* DATA TO PROCESS
*-*-*

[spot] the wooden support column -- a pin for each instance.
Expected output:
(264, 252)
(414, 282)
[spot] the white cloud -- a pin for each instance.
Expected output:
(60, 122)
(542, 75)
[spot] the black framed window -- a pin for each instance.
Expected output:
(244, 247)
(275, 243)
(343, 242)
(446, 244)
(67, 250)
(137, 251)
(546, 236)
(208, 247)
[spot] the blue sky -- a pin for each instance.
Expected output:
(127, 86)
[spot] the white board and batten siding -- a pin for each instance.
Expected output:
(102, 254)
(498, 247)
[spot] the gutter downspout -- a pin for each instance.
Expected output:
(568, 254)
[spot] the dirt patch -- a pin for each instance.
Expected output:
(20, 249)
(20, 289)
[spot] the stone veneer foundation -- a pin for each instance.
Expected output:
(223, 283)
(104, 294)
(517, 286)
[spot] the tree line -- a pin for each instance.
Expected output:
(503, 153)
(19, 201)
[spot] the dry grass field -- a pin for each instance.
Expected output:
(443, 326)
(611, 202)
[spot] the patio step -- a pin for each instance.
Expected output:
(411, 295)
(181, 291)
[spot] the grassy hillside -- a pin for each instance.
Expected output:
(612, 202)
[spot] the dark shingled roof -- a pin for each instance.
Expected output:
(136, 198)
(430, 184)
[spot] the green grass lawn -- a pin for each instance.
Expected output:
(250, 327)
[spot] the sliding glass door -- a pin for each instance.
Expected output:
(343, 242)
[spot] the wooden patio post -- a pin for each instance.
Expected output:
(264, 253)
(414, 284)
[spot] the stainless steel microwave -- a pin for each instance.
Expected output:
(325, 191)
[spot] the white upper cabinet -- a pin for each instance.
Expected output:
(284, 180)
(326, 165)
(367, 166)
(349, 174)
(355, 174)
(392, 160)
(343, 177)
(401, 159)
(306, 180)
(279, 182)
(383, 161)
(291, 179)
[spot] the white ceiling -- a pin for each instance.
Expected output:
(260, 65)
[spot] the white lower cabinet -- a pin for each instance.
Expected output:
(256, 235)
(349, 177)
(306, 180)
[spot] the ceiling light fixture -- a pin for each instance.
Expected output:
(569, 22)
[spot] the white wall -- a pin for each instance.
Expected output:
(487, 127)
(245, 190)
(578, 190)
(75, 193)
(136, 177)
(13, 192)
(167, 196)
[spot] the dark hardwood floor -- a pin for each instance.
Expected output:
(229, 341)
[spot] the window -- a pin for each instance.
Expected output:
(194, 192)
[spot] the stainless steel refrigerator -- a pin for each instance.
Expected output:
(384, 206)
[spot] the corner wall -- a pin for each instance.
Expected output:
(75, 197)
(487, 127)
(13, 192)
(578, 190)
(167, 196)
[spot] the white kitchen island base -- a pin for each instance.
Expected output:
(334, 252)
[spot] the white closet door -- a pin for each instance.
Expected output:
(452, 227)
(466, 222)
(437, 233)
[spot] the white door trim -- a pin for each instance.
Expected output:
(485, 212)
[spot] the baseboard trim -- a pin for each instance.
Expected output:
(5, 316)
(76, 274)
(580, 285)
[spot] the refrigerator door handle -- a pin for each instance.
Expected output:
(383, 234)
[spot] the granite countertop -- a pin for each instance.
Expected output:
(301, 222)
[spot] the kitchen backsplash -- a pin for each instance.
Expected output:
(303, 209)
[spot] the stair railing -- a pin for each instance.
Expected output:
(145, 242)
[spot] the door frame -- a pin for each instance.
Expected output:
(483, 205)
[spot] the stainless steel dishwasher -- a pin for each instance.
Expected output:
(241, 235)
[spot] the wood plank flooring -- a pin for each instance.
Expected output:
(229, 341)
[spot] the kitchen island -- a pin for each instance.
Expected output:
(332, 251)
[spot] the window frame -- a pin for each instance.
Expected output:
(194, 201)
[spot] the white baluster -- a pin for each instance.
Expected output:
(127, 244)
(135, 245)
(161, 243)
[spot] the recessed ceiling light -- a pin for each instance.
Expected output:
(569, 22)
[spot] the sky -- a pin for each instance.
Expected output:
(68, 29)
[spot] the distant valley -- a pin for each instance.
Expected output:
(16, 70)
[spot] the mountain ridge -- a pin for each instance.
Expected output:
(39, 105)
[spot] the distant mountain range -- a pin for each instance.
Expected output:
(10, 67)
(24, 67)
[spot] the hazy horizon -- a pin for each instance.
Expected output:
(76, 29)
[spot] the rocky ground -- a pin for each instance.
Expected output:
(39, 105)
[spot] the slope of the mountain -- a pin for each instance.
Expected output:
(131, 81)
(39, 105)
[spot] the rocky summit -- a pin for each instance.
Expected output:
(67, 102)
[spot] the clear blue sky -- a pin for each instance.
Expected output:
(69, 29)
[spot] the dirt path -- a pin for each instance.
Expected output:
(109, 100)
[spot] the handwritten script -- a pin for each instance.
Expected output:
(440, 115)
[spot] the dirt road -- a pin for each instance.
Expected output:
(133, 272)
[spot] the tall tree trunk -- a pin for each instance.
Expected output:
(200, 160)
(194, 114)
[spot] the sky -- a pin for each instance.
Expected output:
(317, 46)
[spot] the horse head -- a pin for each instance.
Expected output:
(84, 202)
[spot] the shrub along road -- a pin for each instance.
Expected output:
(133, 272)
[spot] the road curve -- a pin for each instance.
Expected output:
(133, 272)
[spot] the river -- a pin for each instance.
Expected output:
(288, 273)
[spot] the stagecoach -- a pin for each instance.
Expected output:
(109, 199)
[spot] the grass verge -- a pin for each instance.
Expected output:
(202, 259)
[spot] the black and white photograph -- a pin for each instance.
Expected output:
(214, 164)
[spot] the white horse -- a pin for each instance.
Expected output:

*-*-*

* PROBLEM REQUIREMENTS
Rescale the pin coordinates in the answers, starting at the line that contains "[spot] the kitchen island" and stopping after the last line of the rows: multiply each coordinate by 0.3 and round to a whole number, with halves rounded up. Give only those lines again, requests included.

* RESULT BELOW
[spot] the kitchen island -- a pin for each instance.
Expected output:
(100, 75)
[spot] the window frame -- a pin for each instance.
Expected output:
(58, 60)
[spot] the white baluster -- a pin for each instance.
Expected output:
(38, 73)
(41, 74)
(48, 73)
[spot] the recessed ceiling light -- a pin for each instance.
Expected output:
(171, 7)
[spot] the sky -- a pin for each instance.
Expected output:
(20, 9)
[spot] the distant valley -- a pin for each instance.
Expected output:
(5, 21)
[spot] the mountain ridge -- a pin for each instance.
Expected output:
(12, 32)
[spot] the distant mountain range -- a pin for each instance.
Expected output:
(3, 20)
(7, 20)
[spot] the hazy horizon -- a pin for each instance.
Expected output:
(23, 9)
[spot] the rocky ground -- a pin for each instance.
Expected output:
(12, 32)
[spot] the slope of the mountain -- a pin for each instance.
Expected output:
(39, 24)
(12, 32)
[spot] the rocky summit -- a pin for each instance.
Expected output:
(20, 31)
[spot] the clear blue sky -- a pin for each instance.
Expected output:
(21, 9)
[spot] the dirt path -- a pin for each instance.
Expected output:
(33, 30)
[spot] the handwritten script -- a pin for each instance.
Expected output:
(132, 35)
[spot] the dirt road -- a pin for each instance.
Expected output:
(40, 82)
[spot] the tall tree trunk -- a pin for each instance.
Expected output:
(60, 48)
(58, 34)
[spot] the sky -- a pin for each instance.
Expected output:
(95, 14)
[spot] the horse head -- a pin for each instance.
Expected output:
(25, 61)
[spot] the shrub along road -- a pin for each instance.
Expected output:
(40, 82)
[spot] the road curve -- a pin for each instance.
Expected output:
(40, 82)
[spot] the river -- a pin for each instance.
Expected output:
(86, 82)
[spot] the stagecoach -- a pin for each instance.
Expected output:
(33, 60)
[spot] the grass verge -- a pin for each instance.
Expected output:
(61, 78)
[spot] the black and white photograph -- a pin for each instance.
Expected output:
(64, 49)
[spot] the white horse -- a pin for each instance.
Expected output:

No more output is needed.